- Tasks and exercises
**A)** Answer these questions using the text about the World Buskers Festival, one answer per line:
(i) In what year was the festival first held?
(ii) How are the performers paid?
(iii) How many artists officially took part in 2009, and from how many nations?
**B)** Pick up the text about the World Buskers Festival after its last sentence and keep writing.

BEGIN Passage shown

The World Buskers Festival is a 10-day international festival of street performers that has been held annually since 1993 at the end of January in Christchurch, New Zealand.

"Busker" is originally the English term for street musicians, but in the context of the festival, it encompasses all areas of street art and street theater, such as juggling, acrobatics, clowning, magic, or stand-up comedy.

During the festival, hundreds of free events by street performers from around the world are held on various stages and squares throughout the city. Performances take place in the city centre, especially in Cathedral Square, Victoria Square the Arts Centre, and City Mall. All performers are paid solely from voluntary donations by their audience following each performance. Some clubs and the Arts Centre host evening events that require a mandatory donation as admission. These events are also restricted to adult visitors due to the often risqué nature of the presented comedy and shows.

At the 2009 Buskers Festival, officially 47 artists from eight nations gave over 400 performances, but every year numerous street performers not included in the official festival programme also perform simultaneously. Five of the New Zealand participants were nominated for the New Zealand Comedy Guild Awards.

END Passage shown
BEGIN Records supplied

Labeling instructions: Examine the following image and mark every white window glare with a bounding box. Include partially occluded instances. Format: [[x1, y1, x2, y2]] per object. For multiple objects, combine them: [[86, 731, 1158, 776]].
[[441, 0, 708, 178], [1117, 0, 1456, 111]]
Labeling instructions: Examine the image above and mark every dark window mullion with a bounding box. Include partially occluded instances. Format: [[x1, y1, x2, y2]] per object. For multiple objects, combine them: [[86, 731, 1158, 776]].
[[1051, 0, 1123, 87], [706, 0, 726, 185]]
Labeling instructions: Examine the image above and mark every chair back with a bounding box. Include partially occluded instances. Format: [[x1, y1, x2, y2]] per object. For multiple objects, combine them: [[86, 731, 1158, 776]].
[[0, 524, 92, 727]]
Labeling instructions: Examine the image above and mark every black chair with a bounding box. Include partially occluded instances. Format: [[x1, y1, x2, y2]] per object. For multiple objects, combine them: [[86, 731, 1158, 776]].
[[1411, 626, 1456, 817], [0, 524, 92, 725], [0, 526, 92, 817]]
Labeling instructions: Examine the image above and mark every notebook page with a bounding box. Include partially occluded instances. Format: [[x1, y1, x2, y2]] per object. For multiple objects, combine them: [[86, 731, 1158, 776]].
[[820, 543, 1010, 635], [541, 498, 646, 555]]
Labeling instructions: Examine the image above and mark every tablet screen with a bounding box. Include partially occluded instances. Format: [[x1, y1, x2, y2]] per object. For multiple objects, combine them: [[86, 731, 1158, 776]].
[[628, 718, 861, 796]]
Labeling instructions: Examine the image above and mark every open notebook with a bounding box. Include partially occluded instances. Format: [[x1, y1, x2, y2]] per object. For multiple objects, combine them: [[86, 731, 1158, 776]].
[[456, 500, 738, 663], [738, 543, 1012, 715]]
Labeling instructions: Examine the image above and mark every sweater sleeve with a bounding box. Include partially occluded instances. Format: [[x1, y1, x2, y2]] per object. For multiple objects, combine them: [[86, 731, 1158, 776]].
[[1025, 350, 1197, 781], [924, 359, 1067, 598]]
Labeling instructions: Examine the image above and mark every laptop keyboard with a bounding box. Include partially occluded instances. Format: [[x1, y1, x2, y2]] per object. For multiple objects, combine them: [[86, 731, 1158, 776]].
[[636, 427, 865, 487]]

END Records supplied

- Exercise responses
**A)**
(i) 1993
(ii) Only through voluntary donations from their audience after each performance.
(iii) 47 artists from eight nations.

**B)**
== Visitors ==

Since the festival takes place without admission fees throughout the city centre, it is difficult to determine the exact number of visitors. According to a study by the Christchurch City Council, the festival attracted approximately 33,000 visitors in 2007, of whom 26,100 were primarily in Christchurch because of the festival. Over 250,000 people perceived the performances as part of daily life in Christchurch. 11.6% of all out-of-town visitors to the city cited the WBF as the main reason for their stay. In 2011, the city estimated approximately NZ$3 million in generated revenue from the festival. No data were collected for 2012 as the festival did not take place in the city centre following the Canterbury earthquakes.

According to the Lonely Planet travel guide, the WBF is one of the four most prominent festivals in New Zealand.